EXCERPT PROVIDED
2010-04-20 Thread jvshahid
Again thanks a lot for your patience and help.

My problem was that I thought the literal 1 will be boxed behind the
scenes, I didn't even bother looking for a version of add for
primitives because I thought they never existed in Clojure.

I'll try to go over the Numbers class again and see if all this makes
sense.

- John

On Apr 20, 8:10 am, Per Vognsen per.vogn...@gmail.com wrote:
 On Tue, Apr 20, 2010 at 7:02 PM, Per Vognsen per.vogn...@gmail.com wrote:
  With the way primitive types are currently supported in the compiler,
  if you wanted it to work the way you expect, you'd need to express the
  complicated arithmetic tower and its grid of type conversions in a
  static form accessible to the compiler. It seems like it would be a
  good amount of work. You can file a feature request for it if you
  want.

[Pointing dataset records]

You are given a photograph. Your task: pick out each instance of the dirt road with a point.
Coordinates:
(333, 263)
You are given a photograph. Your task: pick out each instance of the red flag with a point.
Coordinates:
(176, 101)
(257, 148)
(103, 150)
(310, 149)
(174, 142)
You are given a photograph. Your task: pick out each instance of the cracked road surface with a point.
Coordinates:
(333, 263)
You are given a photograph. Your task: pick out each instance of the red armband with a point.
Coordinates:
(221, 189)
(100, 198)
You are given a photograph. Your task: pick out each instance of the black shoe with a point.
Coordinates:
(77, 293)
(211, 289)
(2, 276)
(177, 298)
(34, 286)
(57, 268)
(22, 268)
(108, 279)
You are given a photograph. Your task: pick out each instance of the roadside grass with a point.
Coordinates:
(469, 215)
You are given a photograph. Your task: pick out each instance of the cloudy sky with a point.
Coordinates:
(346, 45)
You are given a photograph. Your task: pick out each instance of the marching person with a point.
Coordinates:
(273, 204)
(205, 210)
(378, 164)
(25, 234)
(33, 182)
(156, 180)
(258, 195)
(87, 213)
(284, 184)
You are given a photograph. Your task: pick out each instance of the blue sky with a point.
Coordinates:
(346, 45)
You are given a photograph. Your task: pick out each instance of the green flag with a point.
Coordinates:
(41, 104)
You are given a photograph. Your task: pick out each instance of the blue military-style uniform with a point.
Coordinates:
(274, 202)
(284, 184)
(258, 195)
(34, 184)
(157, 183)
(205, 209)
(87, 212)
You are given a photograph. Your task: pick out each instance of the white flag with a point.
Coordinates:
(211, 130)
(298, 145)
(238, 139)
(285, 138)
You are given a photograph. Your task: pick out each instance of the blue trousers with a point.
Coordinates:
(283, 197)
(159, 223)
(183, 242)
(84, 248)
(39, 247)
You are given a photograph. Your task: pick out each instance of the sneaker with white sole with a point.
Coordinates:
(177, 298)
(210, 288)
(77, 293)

REQUIREMENT
Can you rewrite the paragraph in the excerpt above that begins "With the way primitive types are currently supported" as a shorter version that keeps its main facts?

COMPLETE RESPONSE
Given how the compiler currently supports primitive types, making it work as expected would mean expressing the complicated arithmetic tower and its grid of type conversions in a static form the compiler can access. That seems like a good amount of work, and a feature request for it can be filed.